→ QUESTIONS
• a. Render into Spanish this sentence from the passage on virtual reality and mental health: "Virtual reality (VR) technology continues to advance in helping users simulate real-world environments."
• b. From the passage on virtual reality and mental health, reproduce everything from "In fact, a virtual" down to "virtual reality iceberg.".

→ TEXT SHOWN
Applying Virtual Reality to Treatments

Virtual reality (VR) technology continues to advance in helping users simulate real-world environments. Applied to mental health treatment and recovery planning, this type of technology development has begun to change traditional approaches.

In fact, a virtual reality lab at the Ottawa Hospital is experimenting with motion-assisted, Eye Movement Desensitization and Reprocessing (EMDR) for Posttraumatic Stress Disorder (PTSD) in veterans. The results have been promising. Engaging veterans in this mode of active therapy provides an unconventional mode for decreasing the anxiety in response to triggering sounds and images. The University of Southern California’s Institute for Creative Technologies has implemented its Virtual Iraq/Afghanistan exposure therapy approach in over 60 trained locations. These technologies allow clients to undergo safe, evidence-based exposure therapy via virtual scenarios guided by a trained therapists.

As technology advances and improves over the years, many experts hypothesize that we are only on the brink of the virtual reality iceberg.

Harming Self-Regulation - Negative Effects of Technology on Mental Health

Unfortunately, there are negatives that come with increased technology use, and it can be revealed as a form of self-regulation problems and mental illness development.

→ RECORDS SUPPLIED
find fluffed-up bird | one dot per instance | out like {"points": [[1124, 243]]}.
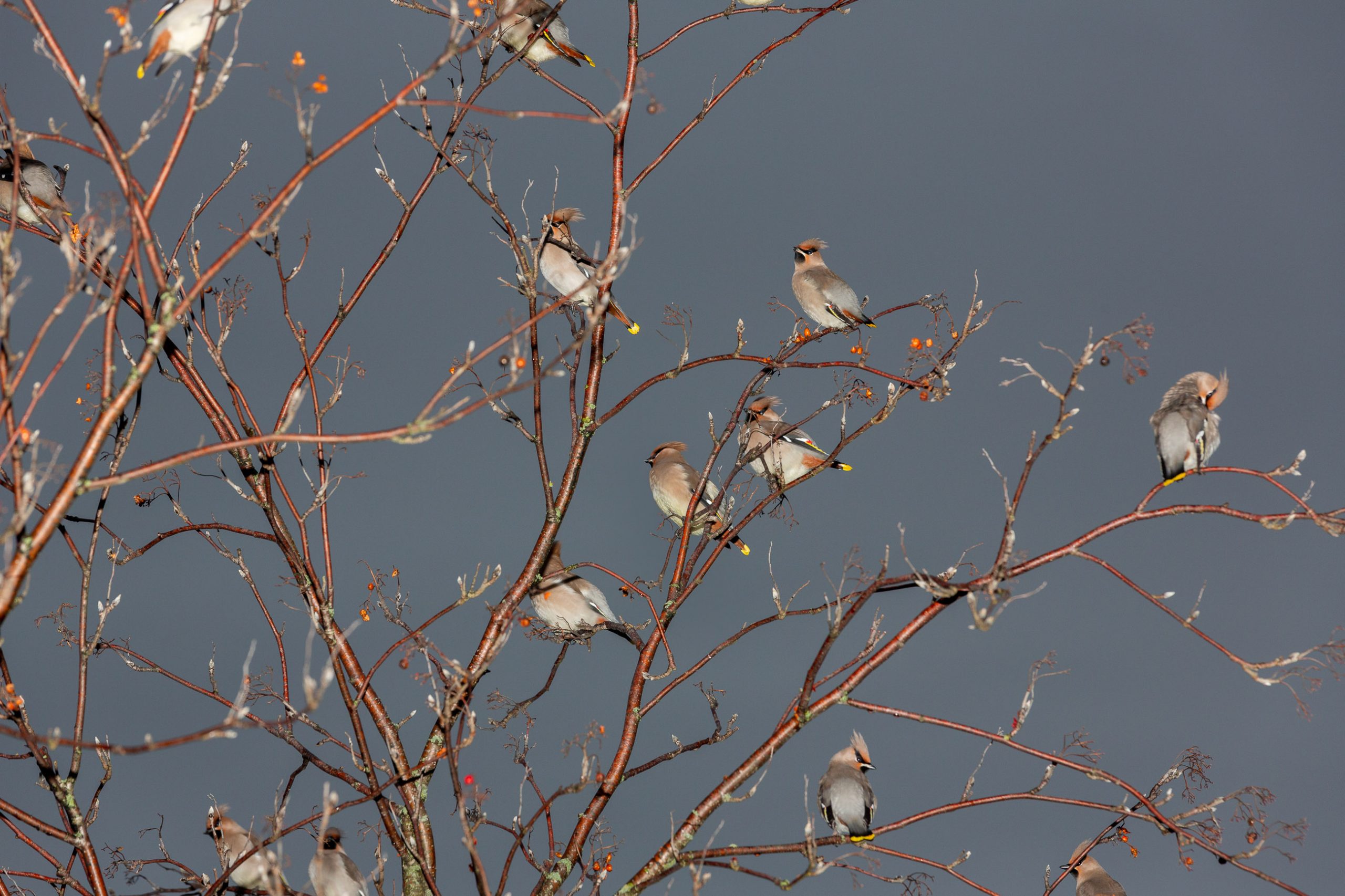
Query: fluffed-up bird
{"points": [[1093, 879], [233, 840], [332, 871], [567, 602], [45, 186], [845, 796], [1185, 424], [786, 454], [178, 33], [824, 295], [570, 269], [673, 482], [518, 19]]}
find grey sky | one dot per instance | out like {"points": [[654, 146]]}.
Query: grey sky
{"points": [[1091, 162]]}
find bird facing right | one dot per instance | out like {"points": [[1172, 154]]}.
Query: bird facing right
{"points": [[1185, 424], [39, 181], [673, 482], [520, 19], [824, 295], [233, 840], [570, 603], [786, 454], [1093, 879], [332, 871], [845, 797]]}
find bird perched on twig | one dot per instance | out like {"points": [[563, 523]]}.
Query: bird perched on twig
{"points": [[786, 454], [567, 602], [824, 295], [518, 19], [1093, 879], [570, 269], [1185, 424], [332, 871], [233, 840], [673, 482], [45, 186], [845, 796], [178, 32]]}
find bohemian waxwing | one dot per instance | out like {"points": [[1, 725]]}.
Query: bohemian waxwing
{"points": [[1093, 879], [567, 602], [332, 871], [521, 18], [673, 482], [568, 269], [791, 452], [44, 183], [822, 295], [178, 32], [845, 796], [1185, 424], [233, 841]]}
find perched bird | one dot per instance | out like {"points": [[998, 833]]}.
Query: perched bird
{"points": [[822, 295], [45, 186], [1185, 424], [521, 18], [233, 841], [791, 452], [567, 602], [178, 32], [673, 482], [332, 871], [845, 796], [1093, 879], [568, 269]]}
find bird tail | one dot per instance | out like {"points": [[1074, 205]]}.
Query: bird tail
{"points": [[570, 53], [613, 308]]}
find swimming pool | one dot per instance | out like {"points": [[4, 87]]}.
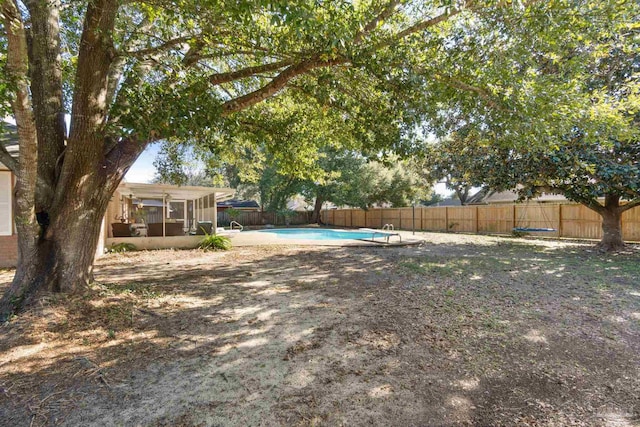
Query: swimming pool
{"points": [[326, 234]]}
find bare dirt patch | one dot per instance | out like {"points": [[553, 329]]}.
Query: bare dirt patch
{"points": [[464, 330]]}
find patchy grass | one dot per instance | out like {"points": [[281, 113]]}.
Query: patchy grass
{"points": [[464, 330]]}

→ TASK-BY-TASK ANSWERS
• a. La tecnología de realidad virtual (RV) sigue avanzando para ayudar a los usuarios a simular entornos del mundo real.

• b.
In fact, a virtual reality lab at the Ottawa Hospital is experimenting with motion-assisted, Eye Movement Desensitization and Reprocessing (EMDR) for Posttraumatic Stress Disorder (PTSD) in veterans. The results have been promising. Engaging veterans in this mode of active therapy provides an unconventional mode for decreasing the anxiety in response to triggering sounds and images. The University of Southern California’s Institute for Creative Technologies has implemented its Virtual Iraq/Afghanistan exposure therapy approach in over 60 trained locations. These technologies allow clients to undergo safe, evidence-based exposure therapy via virtual scenarios guided by a trained therapists.

As technology advances and improves over the years, many experts hypothesize that we are only on the brink of the virtual reality iceberg.